Requirement -> Reproduce the following items with every "Query" changed to "Search", leaving all else as it is.

[Excerpt from a dataset]
'''

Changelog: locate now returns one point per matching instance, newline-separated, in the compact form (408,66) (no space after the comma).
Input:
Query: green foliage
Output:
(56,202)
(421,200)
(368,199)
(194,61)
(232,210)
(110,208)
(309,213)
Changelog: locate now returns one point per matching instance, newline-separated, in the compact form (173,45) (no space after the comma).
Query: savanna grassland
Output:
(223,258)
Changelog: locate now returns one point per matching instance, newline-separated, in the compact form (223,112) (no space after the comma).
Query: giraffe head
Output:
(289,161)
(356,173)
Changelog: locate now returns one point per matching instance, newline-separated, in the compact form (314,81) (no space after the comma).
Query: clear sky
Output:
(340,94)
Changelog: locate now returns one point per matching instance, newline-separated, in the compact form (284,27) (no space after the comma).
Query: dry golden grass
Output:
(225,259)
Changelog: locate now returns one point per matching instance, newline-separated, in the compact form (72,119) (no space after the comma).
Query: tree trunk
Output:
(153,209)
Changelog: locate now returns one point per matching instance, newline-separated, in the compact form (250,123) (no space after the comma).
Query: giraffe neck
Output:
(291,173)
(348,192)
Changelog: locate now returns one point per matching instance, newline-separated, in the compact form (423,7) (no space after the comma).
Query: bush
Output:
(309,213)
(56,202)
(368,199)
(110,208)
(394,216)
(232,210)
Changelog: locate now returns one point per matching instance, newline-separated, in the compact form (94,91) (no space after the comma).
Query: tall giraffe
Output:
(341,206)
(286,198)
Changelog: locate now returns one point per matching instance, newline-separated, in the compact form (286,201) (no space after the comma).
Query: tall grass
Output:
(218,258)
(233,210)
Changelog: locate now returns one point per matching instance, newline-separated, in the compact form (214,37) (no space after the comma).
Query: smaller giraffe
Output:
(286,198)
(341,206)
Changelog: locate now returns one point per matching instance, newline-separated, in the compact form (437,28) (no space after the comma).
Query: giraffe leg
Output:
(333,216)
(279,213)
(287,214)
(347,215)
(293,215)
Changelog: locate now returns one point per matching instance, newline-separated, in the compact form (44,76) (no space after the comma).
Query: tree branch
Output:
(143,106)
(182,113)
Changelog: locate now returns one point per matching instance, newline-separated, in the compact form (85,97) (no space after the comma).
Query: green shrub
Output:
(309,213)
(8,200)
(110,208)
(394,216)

'''

Result ->
Changelog: locate now returns one point per matching instance, newline-separated, in the compact form (408,66) (no space after the comma).
Input:
Search: green foliage
Output:
(56,202)
(421,200)
(368,199)
(194,61)
(232,210)
(110,208)
(309,213)
Changelog: locate now returns one point per matching instance, newline-separated, in the compact form (173,45) (no space after the comma).
Search: savanna grassland
Output:
(223,258)
Changelog: locate now returns one point per matching instance, newline-separated, in the compact form (223,112) (no space after the comma).
Search: giraffe head
Output:
(289,161)
(356,173)
Changelog: locate now returns one point per matching instance, newline-separated, in the compact form (314,81) (no space after the comma).
Search: clear sky
Output:
(340,94)
Changelog: locate now returns one point per matching instance, newline-separated, in the compact form (284,27) (no space after the comma).
Search: dry golden grass
Output:
(225,259)
Changelog: locate now returns one point per matching instance, newline-separated, in the compact form (72,119) (no space after the comma).
Search: tree trunk
Output:
(153,209)
Changelog: locate now returns one point per matching instance, newline-separated, in the compact form (250,123) (no space after the comma).
Search: giraffe neck
Output:
(291,173)
(348,192)
Changelog: locate now returns one point per matching instance, newline-separated, in the compact form (423,7) (no space after the comma).
Search: bush
Output:
(309,213)
(56,202)
(368,199)
(110,208)
(394,216)
(232,210)
Changelog: locate now returns one point per matching instance, newline-separated, in the compact form (94,91) (no space after the comma).
Search: tall giraffe
Output:
(341,206)
(286,198)
Changelog: locate now returns one point per matching instance, newline-separated, in the compact form (286,201) (no space after the comma).
Search: tall grass
Output:
(218,258)
(233,210)
Changelog: locate now returns one point per matching instance, newline-separated, in the compact form (214,37) (no space after the comma).
Search: smaller giraffe
Output:
(286,198)
(341,206)
Changelog: locate now returns one point per matching instance, newline-separated, in the compact form (437,28) (no space after the comma).
Search: giraffe leg
Output:
(333,216)
(279,213)
(287,214)
(347,215)
(293,215)
Changelog: locate now returns one point per matching instance, newline-separated, in the compact form (44,76) (no space after the comma).
Search: tree branch
Output:
(143,106)
(182,113)
Changelog: locate now returns one point per matching instance, newline-separated, in the compact form (85,97) (no space after the comma).
Search: green shrub
Output:
(309,213)
(8,200)
(110,208)
(394,216)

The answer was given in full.